PROBLEM TO SOLVE —
Copy exactly. Begin with the line that contains "the rectangular stone" and stop after the last line of the records.
AVAILABLE RECORDS Block Start
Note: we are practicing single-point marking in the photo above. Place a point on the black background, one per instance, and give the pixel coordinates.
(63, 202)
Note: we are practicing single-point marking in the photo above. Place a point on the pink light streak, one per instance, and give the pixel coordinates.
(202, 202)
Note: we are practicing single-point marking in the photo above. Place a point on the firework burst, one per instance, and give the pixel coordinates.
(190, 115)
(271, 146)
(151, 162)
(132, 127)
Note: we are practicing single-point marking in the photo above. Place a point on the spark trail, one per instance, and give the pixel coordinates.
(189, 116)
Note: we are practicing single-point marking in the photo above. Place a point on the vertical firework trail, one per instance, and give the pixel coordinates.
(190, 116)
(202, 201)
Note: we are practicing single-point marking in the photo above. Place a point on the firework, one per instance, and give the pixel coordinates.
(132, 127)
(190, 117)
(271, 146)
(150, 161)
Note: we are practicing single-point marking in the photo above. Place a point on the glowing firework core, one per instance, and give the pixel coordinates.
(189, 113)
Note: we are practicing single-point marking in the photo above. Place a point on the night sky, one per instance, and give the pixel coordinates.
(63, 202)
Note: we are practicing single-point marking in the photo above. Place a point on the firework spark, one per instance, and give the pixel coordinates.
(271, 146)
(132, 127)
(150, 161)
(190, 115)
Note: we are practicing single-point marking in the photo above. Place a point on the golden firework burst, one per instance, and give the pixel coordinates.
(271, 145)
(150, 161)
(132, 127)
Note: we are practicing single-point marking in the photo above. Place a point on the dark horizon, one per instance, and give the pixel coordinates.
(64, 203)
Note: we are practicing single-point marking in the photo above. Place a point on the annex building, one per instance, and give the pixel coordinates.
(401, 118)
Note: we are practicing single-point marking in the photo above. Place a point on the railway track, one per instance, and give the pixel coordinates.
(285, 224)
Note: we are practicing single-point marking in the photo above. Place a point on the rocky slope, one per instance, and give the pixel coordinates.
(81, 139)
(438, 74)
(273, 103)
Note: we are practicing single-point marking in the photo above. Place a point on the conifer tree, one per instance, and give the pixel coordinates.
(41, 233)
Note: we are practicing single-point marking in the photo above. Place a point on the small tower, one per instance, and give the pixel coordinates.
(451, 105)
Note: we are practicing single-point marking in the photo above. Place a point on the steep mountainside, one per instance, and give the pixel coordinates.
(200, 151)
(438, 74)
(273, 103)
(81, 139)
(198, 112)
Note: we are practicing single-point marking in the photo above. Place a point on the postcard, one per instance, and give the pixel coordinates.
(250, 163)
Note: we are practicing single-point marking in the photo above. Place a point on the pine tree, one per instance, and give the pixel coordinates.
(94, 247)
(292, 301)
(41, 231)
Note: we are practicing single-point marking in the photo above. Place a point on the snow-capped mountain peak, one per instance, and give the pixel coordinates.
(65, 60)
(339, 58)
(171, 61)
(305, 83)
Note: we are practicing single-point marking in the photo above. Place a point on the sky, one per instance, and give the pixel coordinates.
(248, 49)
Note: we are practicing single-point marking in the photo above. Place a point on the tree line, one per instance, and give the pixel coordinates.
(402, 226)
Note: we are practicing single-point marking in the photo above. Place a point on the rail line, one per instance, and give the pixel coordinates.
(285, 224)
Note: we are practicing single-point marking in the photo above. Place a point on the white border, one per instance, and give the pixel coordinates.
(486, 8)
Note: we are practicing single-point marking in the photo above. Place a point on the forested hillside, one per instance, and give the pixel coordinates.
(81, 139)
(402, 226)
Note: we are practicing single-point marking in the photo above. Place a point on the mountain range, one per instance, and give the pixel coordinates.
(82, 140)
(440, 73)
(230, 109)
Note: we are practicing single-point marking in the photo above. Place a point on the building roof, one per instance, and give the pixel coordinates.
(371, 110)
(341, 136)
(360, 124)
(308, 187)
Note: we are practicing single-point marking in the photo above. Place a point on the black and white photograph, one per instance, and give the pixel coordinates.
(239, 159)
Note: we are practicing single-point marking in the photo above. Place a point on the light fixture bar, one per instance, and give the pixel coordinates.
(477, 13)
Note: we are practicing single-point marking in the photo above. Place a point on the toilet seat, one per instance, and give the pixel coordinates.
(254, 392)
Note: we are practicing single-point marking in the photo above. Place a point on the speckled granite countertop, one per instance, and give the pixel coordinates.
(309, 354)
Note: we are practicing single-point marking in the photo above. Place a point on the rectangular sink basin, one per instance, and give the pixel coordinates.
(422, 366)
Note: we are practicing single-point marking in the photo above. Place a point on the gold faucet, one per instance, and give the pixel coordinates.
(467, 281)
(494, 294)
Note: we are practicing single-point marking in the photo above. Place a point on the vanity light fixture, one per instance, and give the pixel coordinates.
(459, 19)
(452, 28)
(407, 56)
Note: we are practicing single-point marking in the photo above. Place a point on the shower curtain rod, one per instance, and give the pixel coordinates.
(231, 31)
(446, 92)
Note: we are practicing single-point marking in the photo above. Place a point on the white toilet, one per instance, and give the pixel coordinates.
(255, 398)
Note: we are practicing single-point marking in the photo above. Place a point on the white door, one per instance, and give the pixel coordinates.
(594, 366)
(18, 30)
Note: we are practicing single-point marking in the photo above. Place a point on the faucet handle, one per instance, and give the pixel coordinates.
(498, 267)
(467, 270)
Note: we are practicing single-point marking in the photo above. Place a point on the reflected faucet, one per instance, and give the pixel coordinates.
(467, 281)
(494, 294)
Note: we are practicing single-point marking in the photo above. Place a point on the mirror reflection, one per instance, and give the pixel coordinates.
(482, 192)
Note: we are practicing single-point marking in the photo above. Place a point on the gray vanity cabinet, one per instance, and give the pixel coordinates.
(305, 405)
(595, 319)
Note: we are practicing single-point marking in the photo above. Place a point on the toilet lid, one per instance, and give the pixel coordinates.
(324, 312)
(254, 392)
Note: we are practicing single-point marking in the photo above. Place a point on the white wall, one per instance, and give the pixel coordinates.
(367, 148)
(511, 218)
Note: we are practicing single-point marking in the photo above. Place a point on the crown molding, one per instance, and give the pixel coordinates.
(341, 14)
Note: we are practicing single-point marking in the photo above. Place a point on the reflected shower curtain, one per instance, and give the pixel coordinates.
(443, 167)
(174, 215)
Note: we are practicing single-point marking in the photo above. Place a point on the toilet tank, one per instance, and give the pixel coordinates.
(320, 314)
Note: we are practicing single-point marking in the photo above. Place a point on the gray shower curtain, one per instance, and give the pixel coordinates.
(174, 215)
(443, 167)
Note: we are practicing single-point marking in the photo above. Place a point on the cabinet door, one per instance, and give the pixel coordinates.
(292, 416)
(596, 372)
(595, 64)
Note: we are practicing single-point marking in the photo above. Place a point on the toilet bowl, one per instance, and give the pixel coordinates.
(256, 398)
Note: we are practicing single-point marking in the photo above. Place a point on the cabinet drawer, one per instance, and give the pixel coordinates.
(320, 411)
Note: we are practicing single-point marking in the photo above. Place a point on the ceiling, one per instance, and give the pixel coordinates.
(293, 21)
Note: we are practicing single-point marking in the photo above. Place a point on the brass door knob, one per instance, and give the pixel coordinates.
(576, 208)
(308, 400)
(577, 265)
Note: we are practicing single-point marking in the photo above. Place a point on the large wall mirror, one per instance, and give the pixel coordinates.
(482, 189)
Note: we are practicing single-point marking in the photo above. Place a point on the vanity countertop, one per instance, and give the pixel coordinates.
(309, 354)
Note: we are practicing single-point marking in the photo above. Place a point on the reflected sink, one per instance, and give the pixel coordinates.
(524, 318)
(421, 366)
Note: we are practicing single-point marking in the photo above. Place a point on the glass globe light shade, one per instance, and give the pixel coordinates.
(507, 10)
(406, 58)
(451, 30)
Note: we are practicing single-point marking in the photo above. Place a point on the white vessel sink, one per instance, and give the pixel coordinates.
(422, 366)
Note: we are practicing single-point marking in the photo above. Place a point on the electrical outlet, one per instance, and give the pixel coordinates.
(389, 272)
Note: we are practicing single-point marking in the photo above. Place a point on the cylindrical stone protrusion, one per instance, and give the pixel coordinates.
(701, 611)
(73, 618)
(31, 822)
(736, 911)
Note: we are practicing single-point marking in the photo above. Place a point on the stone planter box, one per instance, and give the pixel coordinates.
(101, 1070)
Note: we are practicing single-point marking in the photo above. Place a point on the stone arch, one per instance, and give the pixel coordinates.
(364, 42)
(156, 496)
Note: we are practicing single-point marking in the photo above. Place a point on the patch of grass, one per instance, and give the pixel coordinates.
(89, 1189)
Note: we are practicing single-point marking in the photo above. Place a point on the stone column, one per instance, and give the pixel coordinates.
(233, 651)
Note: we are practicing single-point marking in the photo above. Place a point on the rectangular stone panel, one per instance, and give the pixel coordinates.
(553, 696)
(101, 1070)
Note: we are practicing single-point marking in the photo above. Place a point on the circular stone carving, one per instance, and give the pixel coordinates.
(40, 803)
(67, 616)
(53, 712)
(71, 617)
AVAILABLE RECORDS Block End
PROBLEM SOLUTION —
Note: we are practicing single-point marking in the photo above. Place a point on the rectangular stone panel, one per instance, and give the pixel coordinates.
(553, 696)
(101, 1070)
Note: we are practicing single-point marking in the photo above. Place a point on the circular stone carving, one per instance, and give the pixel coordinates.
(40, 803)
(67, 616)
(53, 712)
(71, 617)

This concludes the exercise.